Annotated coordinate records:
------------------------------------------------

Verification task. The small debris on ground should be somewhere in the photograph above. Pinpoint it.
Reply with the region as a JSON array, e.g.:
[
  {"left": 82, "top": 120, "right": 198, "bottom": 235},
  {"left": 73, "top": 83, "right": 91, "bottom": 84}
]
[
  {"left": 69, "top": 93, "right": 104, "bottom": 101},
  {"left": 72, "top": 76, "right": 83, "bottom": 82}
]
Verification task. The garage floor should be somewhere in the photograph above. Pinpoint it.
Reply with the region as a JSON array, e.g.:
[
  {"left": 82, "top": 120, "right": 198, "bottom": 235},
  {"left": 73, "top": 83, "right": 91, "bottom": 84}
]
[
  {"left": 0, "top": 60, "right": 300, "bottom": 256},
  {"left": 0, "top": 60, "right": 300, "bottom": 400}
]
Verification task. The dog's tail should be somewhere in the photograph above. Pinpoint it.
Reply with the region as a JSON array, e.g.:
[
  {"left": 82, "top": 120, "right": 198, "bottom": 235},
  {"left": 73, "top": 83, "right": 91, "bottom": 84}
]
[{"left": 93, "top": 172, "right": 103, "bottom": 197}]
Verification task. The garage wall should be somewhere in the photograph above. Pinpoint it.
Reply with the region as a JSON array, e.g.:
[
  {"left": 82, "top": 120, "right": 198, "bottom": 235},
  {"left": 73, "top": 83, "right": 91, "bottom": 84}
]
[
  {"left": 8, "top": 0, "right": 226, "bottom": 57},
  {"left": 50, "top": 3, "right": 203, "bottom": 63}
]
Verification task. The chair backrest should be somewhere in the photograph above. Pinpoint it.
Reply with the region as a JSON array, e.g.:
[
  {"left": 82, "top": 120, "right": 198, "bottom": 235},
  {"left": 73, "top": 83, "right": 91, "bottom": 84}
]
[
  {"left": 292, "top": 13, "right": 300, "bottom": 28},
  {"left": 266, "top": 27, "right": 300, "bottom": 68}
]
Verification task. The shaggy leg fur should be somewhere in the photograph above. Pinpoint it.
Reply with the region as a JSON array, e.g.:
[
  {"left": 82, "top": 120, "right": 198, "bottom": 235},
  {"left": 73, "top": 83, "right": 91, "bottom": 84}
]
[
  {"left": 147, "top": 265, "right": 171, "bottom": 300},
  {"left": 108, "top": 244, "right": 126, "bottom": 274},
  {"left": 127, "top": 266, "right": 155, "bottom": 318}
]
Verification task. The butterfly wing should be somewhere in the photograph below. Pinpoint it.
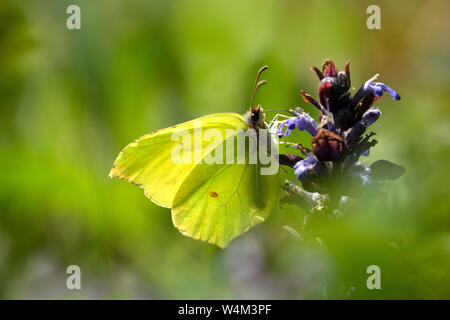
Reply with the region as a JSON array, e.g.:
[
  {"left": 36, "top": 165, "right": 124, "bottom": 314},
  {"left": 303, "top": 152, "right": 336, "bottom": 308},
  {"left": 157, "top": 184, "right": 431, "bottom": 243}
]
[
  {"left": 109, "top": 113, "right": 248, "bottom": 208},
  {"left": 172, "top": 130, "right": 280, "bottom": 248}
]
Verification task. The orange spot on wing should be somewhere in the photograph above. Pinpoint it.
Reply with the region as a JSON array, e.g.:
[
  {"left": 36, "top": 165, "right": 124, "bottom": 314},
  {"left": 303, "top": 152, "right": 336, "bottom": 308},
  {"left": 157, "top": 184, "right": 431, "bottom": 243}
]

------------------------------------------------

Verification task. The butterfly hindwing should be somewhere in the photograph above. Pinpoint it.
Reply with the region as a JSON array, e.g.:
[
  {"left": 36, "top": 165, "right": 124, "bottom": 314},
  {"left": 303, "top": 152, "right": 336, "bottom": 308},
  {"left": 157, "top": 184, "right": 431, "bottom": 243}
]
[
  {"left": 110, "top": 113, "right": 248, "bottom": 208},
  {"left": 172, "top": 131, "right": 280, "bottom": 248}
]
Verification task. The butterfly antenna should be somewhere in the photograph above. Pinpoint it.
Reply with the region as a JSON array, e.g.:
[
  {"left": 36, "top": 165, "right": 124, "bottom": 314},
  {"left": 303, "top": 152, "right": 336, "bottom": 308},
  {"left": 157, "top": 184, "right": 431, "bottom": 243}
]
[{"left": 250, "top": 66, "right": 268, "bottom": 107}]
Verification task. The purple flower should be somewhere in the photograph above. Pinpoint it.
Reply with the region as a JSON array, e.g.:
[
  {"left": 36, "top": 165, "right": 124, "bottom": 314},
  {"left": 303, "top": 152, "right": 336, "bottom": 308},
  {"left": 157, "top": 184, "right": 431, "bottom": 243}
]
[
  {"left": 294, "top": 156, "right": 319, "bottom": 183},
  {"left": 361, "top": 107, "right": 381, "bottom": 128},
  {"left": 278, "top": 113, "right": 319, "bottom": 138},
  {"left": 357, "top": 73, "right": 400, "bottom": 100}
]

------------------------------------------------

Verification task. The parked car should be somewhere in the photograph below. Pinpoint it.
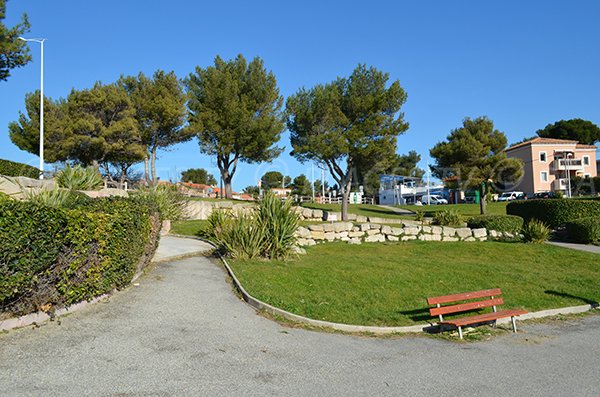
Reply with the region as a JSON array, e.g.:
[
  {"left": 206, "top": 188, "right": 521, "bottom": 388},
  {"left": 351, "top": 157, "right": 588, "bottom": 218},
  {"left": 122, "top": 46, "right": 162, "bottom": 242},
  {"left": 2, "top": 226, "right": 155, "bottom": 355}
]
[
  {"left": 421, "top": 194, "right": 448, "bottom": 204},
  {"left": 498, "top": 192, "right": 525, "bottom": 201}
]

------------------------------------------------

Please report each line of the listing above that contains the string "below", copying every such line in full. A match must have the same uppercase and lowercase letters.

Verification task. The butterfly wing should be somewhere in the photograph below. Pinpoint it.
Verification task. The parked car should be somewhere in the photograph below. Pinpoint it.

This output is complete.